JOB:
Recast the lines as a JSON list of strings, one string per line and no blank lines, starting at the line containing "Check this image for any crumpled" and running through the final line of the records. Leave out the pictures.

A run of records:
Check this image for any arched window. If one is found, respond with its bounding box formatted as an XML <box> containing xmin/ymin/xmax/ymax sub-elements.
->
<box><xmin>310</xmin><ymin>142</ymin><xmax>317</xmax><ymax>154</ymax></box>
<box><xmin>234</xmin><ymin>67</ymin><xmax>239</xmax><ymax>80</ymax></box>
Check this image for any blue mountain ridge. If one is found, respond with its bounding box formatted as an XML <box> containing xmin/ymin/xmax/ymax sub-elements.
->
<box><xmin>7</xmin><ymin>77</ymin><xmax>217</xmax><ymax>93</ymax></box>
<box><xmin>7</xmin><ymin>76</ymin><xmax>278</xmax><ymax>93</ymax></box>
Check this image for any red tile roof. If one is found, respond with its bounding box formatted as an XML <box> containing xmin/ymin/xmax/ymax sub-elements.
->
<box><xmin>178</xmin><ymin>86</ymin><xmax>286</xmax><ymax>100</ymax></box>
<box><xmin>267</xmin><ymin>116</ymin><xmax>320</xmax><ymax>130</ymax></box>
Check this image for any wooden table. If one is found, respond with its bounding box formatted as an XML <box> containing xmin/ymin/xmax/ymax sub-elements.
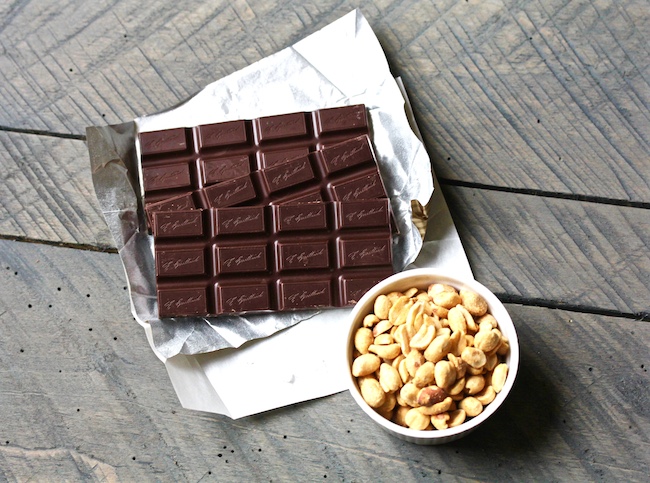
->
<box><xmin>0</xmin><ymin>0</ymin><xmax>650</xmax><ymax>481</ymax></box>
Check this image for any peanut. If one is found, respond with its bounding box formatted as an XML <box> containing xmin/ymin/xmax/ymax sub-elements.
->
<box><xmin>460</xmin><ymin>289</ymin><xmax>487</xmax><ymax>317</ymax></box>
<box><xmin>354</xmin><ymin>327</ymin><xmax>373</xmax><ymax>354</ymax></box>
<box><xmin>352</xmin><ymin>284</ymin><xmax>510</xmax><ymax>430</ymax></box>
<box><xmin>413</xmin><ymin>361</ymin><xmax>435</xmax><ymax>387</ymax></box>
<box><xmin>379</xmin><ymin>362</ymin><xmax>402</xmax><ymax>393</ymax></box>
<box><xmin>404</xmin><ymin>408</ymin><xmax>431</xmax><ymax>430</ymax></box>
<box><xmin>374</xmin><ymin>295</ymin><xmax>392</xmax><ymax>319</ymax></box>
<box><xmin>358</xmin><ymin>376</ymin><xmax>386</xmax><ymax>408</ymax></box>
<box><xmin>352</xmin><ymin>354</ymin><xmax>381</xmax><ymax>377</ymax></box>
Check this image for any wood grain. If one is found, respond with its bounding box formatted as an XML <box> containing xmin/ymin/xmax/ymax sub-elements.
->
<box><xmin>0</xmin><ymin>241</ymin><xmax>650</xmax><ymax>481</ymax></box>
<box><xmin>0</xmin><ymin>0</ymin><xmax>650</xmax><ymax>203</ymax></box>
<box><xmin>444</xmin><ymin>183</ymin><xmax>650</xmax><ymax>319</ymax></box>
<box><xmin>0</xmin><ymin>131</ymin><xmax>115</xmax><ymax>249</ymax></box>
<box><xmin>0</xmin><ymin>133</ymin><xmax>650</xmax><ymax>317</ymax></box>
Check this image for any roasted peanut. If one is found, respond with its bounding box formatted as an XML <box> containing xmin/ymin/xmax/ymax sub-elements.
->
<box><xmin>458</xmin><ymin>347</ymin><xmax>487</xmax><ymax>369</ymax></box>
<box><xmin>474</xmin><ymin>329</ymin><xmax>501</xmax><ymax>353</ymax></box>
<box><xmin>352</xmin><ymin>354</ymin><xmax>381</xmax><ymax>377</ymax></box>
<box><xmin>379</xmin><ymin>362</ymin><xmax>402</xmax><ymax>392</ymax></box>
<box><xmin>363</xmin><ymin>314</ymin><xmax>379</xmax><ymax>327</ymax></box>
<box><xmin>393</xmin><ymin>405</ymin><xmax>411</xmax><ymax>428</ymax></box>
<box><xmin>413</xmin><ymin>361</ymin><xmax>435</xmax><ymax>387</ymax></box>
<box><xmin>433</xmin><ymin>291</ymin><xmax>462</xmax><ymax>309</ymax></box>
<box><xmin>352</xmin><ymin>284</ymin><xmax>510</xmax><ymax>430</ymax></box>
<box><xmin>374</xmin><ymin>334</ymin><xmax>395</xmax><ymax>345</ymax></box>
<box><xmin>372</xmin><ymin>319</ymin><xmax>393</xmax><ymax>337</ymax></box>
<box><xmin>368</xmin><ymin>344</ymin><xmax>402</xmax><ymax>360</ymax></box>
<box><xmin>417</xmin><ymin>397</ymin><xmax>454</xmax><ymax>416</ymax></box>
<box><xmin>458</xmin><ymin>396</ymin><xmax>483</xmax><ymax>418</ymax></box>
<box><xmin>399</xmin><ymin>382</ymin><xmax>420</xmax><ymax>408</ymax></box>
<box><xmin>434</xmin><ymin>361</ymin><xmax>456</xmax><ymax>389</ymax></box>
<box><xmin>374</xmin><ymin>295</ymin><xmax>392</xmax><ymax>319</ymax></box>
<box><xmin>354</xmin><ymin>327</ymin><xmax>373</xmax><ymax>354</ymax></box>
<box><xmin>447</xmin><ymin>409</ymin><xmax>467</xmax><ymax>428</ymax></box>
<box><xmin>358</xmin><ymin>376</ymin><xmax>386</xmax><ymax>408</ymax></box>
<box><xmin>406</xmin><ymin>349</ymin><xmax>426</xmax><ymax>377</ymax></box>
<box><xmin>404</xmin><ymin>408</ymin><xmax>431</xmax><ymax>430</ymax></box>
<box><xmin>431</xmin><ymin>413</ymin><xmax>449</xmax><ymax>429</ymax></box>
<box><xmin>418</xmin><ymin>386</ymin><xmax>447</xmax><ymax>406</ymax></box>
<box><xmin>409</xmin><ymin>324</ymin><xmax>436</xmax><ymax>350</ymax></box>
<box><xmin>464</xmin><ymin>376</ymin><xmax>485</xmax><ymax>396</ymax></box>
<box><xmin>424</xmin><ymin>334</ymin><xmax>452</xmax><ymax>362</ymax></box>
<box><xmin>474</xmin><ymin>386</ymin><xmax>497</xmax><ymax>406</ymax></box>
<box><xmin>460</xmin><ymin>289</ymin><xmax>488</xmax><ymax>317</ymax></box>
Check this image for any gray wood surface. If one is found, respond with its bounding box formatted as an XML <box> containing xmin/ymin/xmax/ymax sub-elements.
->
<box><xmin>0</xmin><ymin>241</ymin><xmax>650</xmax><ymax>481</ymax></box>
<box><xmin>0</xmin><ymin>0</ymin><xmax>650</xmax><ymax>481</ymax></box>
<box><xmin>0</xmin><ymin>0</ymin><xmax>650</xmax><ymax>203</ymax></box>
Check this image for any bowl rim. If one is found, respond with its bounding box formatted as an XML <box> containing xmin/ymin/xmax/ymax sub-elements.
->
<box><xmin>344</xmin><ymin>268</ymin><xmax>519</xmax><ymax>441</ymax></box>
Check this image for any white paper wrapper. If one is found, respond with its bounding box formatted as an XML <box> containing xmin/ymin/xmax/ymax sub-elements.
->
<box><xmin>87</xmin><ymin>10</ymin><xmax>471</xmax><ymax>418</ymax></box>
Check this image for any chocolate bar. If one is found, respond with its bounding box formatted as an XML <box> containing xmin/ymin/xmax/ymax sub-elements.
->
<box><xmin>139</xmin><ymin>105</ymin><xmax>369</xmax><ymax>211</ymax></box>
<box><xmin>196</xmin><ymin>136</ymin><xmax>386</xmax><ymax>208</ymax></box>
<box><xmin>153</xmin><ymin>199</ymin><xmax>393</xmax><ymax>317</ymax></box>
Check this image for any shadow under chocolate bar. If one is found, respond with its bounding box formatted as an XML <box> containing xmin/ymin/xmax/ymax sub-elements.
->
<box><xmin>153</xmin><ymin>199</ymin><xmax>393</xmax><ymax>317</ymax></box>
<box><xmin>139</xmin><ymin>104</ymin><xmax>369</xmax><ymax>205</ymax></box>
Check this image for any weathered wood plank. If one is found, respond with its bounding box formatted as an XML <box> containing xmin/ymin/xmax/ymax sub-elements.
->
<box><xmin>0</xmin><ymin>133</ymin><xmax>650</xmax><ymax>313</ymax></box>
<box><xmin>0</xmin><ymin>131</ymin><xmax>115</xmax><ymax>248</ymax></box>
<box><xmin>0</xmin><ymin>0</ymin><xmax>650</xmax><ymax>202</ymax></box>
<box><xmin>0</xmin><ymin>241</ymin><xmax>650</xmax><ymax>481</ymax></box>
<box><xmin>443</xmin><ymin>187</ymin><xmax>650</xmax><ymax>317</ymax></box>
<box><xmin>378</xmin><ymin>0</ymin><xmax>650</xmax><ymax>202</ymax></box>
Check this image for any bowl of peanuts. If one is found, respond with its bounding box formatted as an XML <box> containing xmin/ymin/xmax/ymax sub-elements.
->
<box><xmin>345</xmin><ymin>268</ymin><xmax>519</xmax><ymax>444</ymax></box>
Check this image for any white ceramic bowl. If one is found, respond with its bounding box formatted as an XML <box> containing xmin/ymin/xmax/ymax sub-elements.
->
<box><xmin>345</xmin><ymin>268</ymin><xmax>519</xmax><ymax>444</ymax></box>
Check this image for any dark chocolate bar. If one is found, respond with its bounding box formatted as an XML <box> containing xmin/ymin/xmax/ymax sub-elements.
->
<box><xmin>139</xmin><ymin>105</ymin><xmax>369</xmax><ymax>210</ymax></box>
<box><xmin>196</xmin><ymin>136</ymin><xmax>387</xmax><ymax>212</ymax></box>
<box><xmin>153</xmin><ymin>199</ymin><xmax>393</xmax><ymax>317</ymax></box>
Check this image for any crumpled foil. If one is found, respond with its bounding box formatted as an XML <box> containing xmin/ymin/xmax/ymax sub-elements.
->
<box><xmin>86</xmin><ymin>11</ymin><xmax>433</xmax><ymax>359</ymax></box>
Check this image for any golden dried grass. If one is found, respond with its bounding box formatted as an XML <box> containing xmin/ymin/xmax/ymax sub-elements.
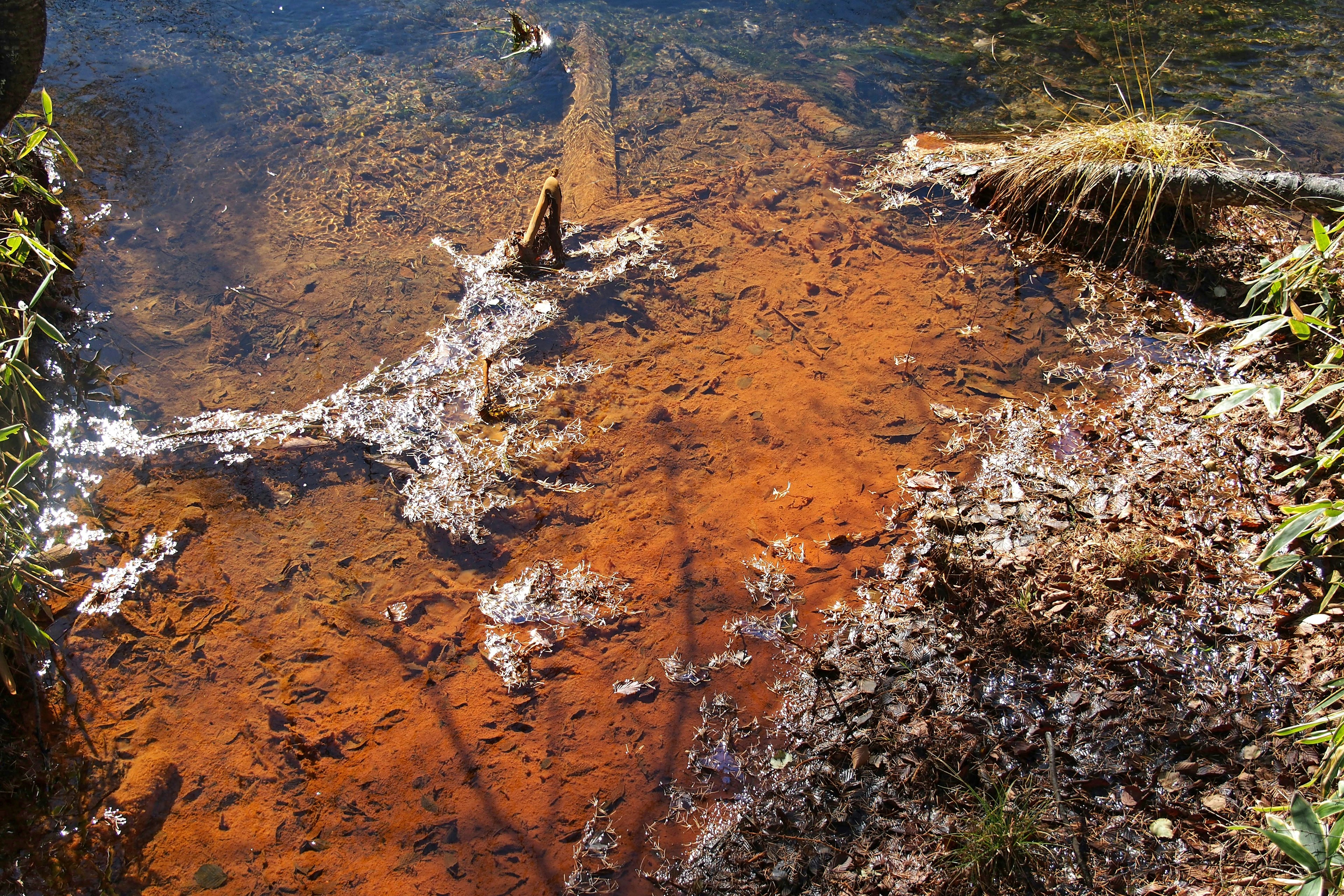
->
<box><xmin>977</xmin><ymin>109</ymin><xmax>1235</xmax><ymax>262</ymax></box>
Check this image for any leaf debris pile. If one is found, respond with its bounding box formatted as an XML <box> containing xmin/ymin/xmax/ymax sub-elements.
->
<box><xmin>476</xmin><ymin>560</ymin><xmax>638</xmax><ymax>693</ymax></box>
<box><xmin>651</xmin><ymin>298</ymin><xmax>1340</xmax><ymax>893</ymax></box>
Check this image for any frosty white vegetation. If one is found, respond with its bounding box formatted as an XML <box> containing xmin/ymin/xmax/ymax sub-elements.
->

OUTPUT:
[
  "Check this image for any crumpled foil. If one is found, respond with its bounding box formatted as an XML <box> containing xmin/ymin/xmax/ymax sub-elements.",
  "->",
  "<box><xmin>86</xmin><ymin>11</ymin><xmax>433</xmax><ymax>359</ymax></box>",
  "Check this image for any golden dried grass. If one is found, respond with its bounding box formatted as an XML <box> containing xmin/ymin/xmax/ymax sub-elements.",
  "->",
  "<box><xmin>977</xmin><ymin>109</ymin><xmax>1235</xmax><ymax>262</ymax></box>",
  "Check this image for any leaf debris pile. If one is found, respond with its bounding box formatted as an XML <box> containing xmin/ymin/xmax/ymax sub-elements.",
  "->",
  "<box><xmin>476</xmin><ymin>560</ymin><xmax>638</xmax><ymax>693</ymax></box>",
  "<box><xmin>651</xmin><ymin>298</ymin><xmax>1340</xmax><ymax>893</ymax></box>",
  "Check this image for any frosty white vegetation. If one is found, respond with its bounding box formatted as an XML <box> containing xmin/ymin/xmax/ymax sub-elements.",
  "->"
]